• Work instructions
a – List everything that, according to the blog post on AI compute, compute allows AI models to do.
b – In the blog post on AI compute, rename "blog" to "article" and give back everything from "This blog continues" down to "means for startups.".
c – Write what follows the last sentence of the blog post on AI compute.

• Selected passage
━━━━

AI Essentials: What is compute and how is it measured?

This blog continues our series called “AI Essentials,” which aims to bridge the knowledge gap surrounding AI-related topics. It discusses what compute is, why it matters for policymaking, and what it means for startups.

If you wanted to haul large amounts of water from a well, you would (at one point in history) need a resource, like a horse, to pull the load. You would measure how much weight the horse can pull per minute in terms of “horsepower.” In the world of AI, the resource required to make models work is compute, and it’s measured in FLOPS.

Compute refers to the hardware resources that make AI models work, allowing them to train on data, process information, and generate predictions. Without sufficient compute, even the most sophisticated models struggle to perform efficiently. The implications for startups and policymakers are twofold. First, compute is scarce and expensive, meaning startups are constrained by their access to compute. And second, given compute’s role in the effectiveness of models, policymakers are including compute-based thresholds in regulatory frameworks they are pursuing.

━━━━

• Dataset content
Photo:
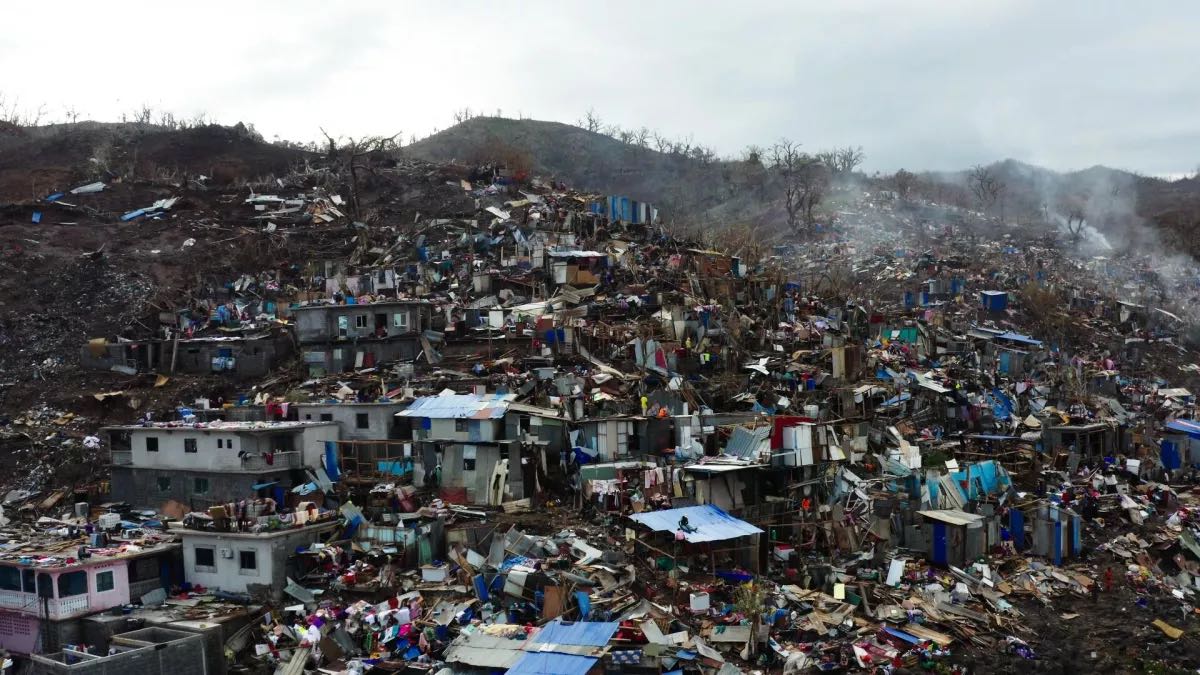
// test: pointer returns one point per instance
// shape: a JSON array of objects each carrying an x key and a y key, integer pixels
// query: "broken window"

━━━━

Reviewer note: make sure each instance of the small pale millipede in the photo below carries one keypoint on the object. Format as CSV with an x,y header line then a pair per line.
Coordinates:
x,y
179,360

━━━━

• Written responses
a –
train on data
process information
generate predictions

b –
This article continues our series called “AI Essentials,” which aims to bridge the knowledge gap surrounding AI-related topics. It discusses what compute is, why it matters for policymaking, and what it means for startups.

c –
Compute involves the processors (CPUs, GPUs, or TPUs), memory, and storage needed to perform the numerical calculations for AI models. These resources are especially critical during training, where models adjust internal parameters (called model weights) based on patterns found in massive datasets. Having more compute means models can more quickly and effectively learn from data, leading to more accurate predictions, improved decision-making capabilities, and the ability to handle more complex tasks. Inadequate compute, on the other hand, limits a model’s complexity, slows down training, and can hinder innovation.

We can measure both the computational work required by AI models, as well as the theoretical capacity of compute resources using units with confusingly similar names — FLOPs and FLOPS.

FLOP stands for FLoating-point OPeration. (A floating point number is a standardized format in computing to precisely and uniformly encode large and small values. A floating point operation is one arithmetic operation — such as addition, subtraction, multiplication, and division — on a floating-point number.) The amount of floating point operations, or FLOPs, is a measure of how much computational work a model requires to process data and make decisions.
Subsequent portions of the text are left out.